EXERCISE INSTRUCTIONS:
Repeat the material below. Keep every line exactly as written.

TASK MATERIAL:
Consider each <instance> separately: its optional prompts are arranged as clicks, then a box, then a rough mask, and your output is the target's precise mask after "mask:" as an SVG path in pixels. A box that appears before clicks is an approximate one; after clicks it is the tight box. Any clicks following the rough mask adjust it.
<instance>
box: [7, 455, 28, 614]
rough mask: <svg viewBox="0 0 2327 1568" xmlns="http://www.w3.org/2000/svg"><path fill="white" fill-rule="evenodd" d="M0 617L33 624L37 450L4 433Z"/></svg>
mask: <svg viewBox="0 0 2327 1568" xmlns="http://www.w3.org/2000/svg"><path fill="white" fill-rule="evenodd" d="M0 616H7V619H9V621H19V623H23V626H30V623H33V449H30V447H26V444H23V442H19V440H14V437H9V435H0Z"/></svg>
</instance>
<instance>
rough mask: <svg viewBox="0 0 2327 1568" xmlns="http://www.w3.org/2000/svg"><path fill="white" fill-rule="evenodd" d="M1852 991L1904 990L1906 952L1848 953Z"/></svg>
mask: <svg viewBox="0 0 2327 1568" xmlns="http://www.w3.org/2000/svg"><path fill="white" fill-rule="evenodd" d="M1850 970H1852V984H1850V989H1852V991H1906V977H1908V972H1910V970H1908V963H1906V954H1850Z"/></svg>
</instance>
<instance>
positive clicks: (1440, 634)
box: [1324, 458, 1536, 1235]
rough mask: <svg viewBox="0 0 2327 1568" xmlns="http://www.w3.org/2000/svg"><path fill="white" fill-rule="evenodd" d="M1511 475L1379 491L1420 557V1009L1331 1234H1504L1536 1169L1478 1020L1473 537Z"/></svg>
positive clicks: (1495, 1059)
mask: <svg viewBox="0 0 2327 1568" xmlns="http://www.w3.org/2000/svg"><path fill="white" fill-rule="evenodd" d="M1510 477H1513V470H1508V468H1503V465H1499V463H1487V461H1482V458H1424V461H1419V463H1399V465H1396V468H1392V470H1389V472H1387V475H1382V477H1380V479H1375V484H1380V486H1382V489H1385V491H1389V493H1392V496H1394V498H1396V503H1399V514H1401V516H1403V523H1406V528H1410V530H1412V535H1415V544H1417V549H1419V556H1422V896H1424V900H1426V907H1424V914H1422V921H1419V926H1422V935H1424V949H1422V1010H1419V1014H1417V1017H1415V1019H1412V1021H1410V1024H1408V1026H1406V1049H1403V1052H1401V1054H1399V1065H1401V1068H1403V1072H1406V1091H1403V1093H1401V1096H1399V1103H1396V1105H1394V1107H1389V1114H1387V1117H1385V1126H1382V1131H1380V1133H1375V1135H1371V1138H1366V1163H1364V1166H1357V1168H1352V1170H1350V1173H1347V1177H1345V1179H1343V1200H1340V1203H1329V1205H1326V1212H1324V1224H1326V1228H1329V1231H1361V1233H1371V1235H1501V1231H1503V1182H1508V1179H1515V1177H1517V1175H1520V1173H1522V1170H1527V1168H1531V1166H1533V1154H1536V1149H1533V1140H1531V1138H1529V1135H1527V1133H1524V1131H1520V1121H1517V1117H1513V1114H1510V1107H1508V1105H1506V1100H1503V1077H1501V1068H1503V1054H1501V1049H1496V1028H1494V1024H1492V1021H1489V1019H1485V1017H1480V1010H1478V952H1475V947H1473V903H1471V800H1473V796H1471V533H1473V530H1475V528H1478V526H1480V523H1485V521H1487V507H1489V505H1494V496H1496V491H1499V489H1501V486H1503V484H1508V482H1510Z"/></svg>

PROBLEM SOLUTION:
Consider each <instance> separately: its optional prompts are arranged as clicks, then a box, then a rough mask, and your output is the target's precise mask after "mask:" as an SVG path in pixels. A box that appears before clicks is an approximate one; after clicks it is the tight box. Any clicks following the rough mask adjust it.
<instance>
box: [7, 455, 28, 614]
rough mask: <svg viewBox="0 0 2327 1568" xmlns="http://www.w3.org/2000/svg"><path fill="white" fill-rule="evenodd" d="M0 617L33 624L37 450L4 433Z"/></svg>
mask: <svg viewBox="0 0 2327 1568" xmlns="http://www.w3.org/2000/svg"><path fill="white" fill-rule="evenodd" d="M0 616H7V619H9V621H19V623H23V626H30V623H33V449H30V447H26V444H23V442H19V440H14V437H9V435H0Z"/></svg>
</instance>
<instance>
rough mask: <svg viewBox="0 0 2327 1568" xmlns="http://www.w3.org/2000/svg"><path fill="white" fill-rule="evenodd" d="M1852 991L1904 990L1906 952L1848 953Z"/></svg>
mask: <svg viewBox="0 0 2327 1568" xmlns="http://www.w3.org/2000/svg"><path fill="white" fill-rule="evenodd" d="M1850 970H1852V984H1850V989H1852V991H1906V977H1908V972H1910V970H1908V963H1906V954H1850Z"/></svg>
</instance>
<instance>
positive clicks: (1440, 634)
box: [1324, 458, 1536, 1235]
rough mask: <svg viewBox="0 0 2327 1568" xmlns="http://www.w3.org/2000/svg"><path fill="white" fill-rule="evenodd" d="M1511 475L1379 491L1420 557V1009L1331 1234H1504L1536 1169L1478 1020L1473 537Z"/></svg>
positive clicks: (1495, 1059)
mask: <svg viewBox="0 0 2327 1568" xmlns="http://www.w3.org/2000/svg"><path fill="white" fill-rule="evenodd" d="M1510 477H1513V470H1508V468H1503V465H1499V463H1487V461H1482V458H1424V461H1419V463H1399V465H1396V468H1392V470H1389V472H1387V475H1382V477H1380V479H1375V484H1380V486H1382V489H1385V491H1389V493H1392V496H1394V498H1396V503H1399V514H1401V516H1403V523H1406V528H1410V530H1412V535H1415V544H1417V549H1419V556H1422V896H1424V900H1426V907H1424V914H1422V921H1419V926H1422V935H1424V949H1422V1010H1419V1014H1417V1017H1415V1019H1412V1021H1410V1024H1408V1026H1406V1049H1403V1052H1401V1054H1399V1065H1401V1068H1403V1072H1406V1091H1403V1093H1401V1096H1399V1103H1396V1105H1394V1107H1389V1114H1387V1117H1385V1126H1382V1131H1380V1133H1375V1135H1371V1138H1366V1163H1364V1166H1357V1168H1352V1170H1350V1173H1347V1177H1345V1179H1343V1200H1340V1203H1329V1205H1326V1212H1324V1224H1326V1228H1329V1231H1361V1233H1371V1235H1501V1231H1503V1182H1508V1179H1515V1177H1517V1175H1520V1173H1522V1170H1527V1168H1531V1166H1533V1154H1536V1149H1533V1140H1531V1138H1529V1135H1527V1133H1524V1131H1520V1121H1517V1117H1513V1114H1510V1107H1508V1105H1506V1100H1503V1077H1501V1068H1503V1054H1501V1049H1496V1028H1494V1024H1492V1021H1489V1019H1485V1017H1480V1010H1478V952H1475V947H1473V903H1471V800H1473V796H1471V533H1473V530H1475V528H1478V526H1480V523H1485V521H1487V507H1489V505H1494V496H1496V491H1499V489H1501V486H1503V484H1508V482H1510Z"/></svg>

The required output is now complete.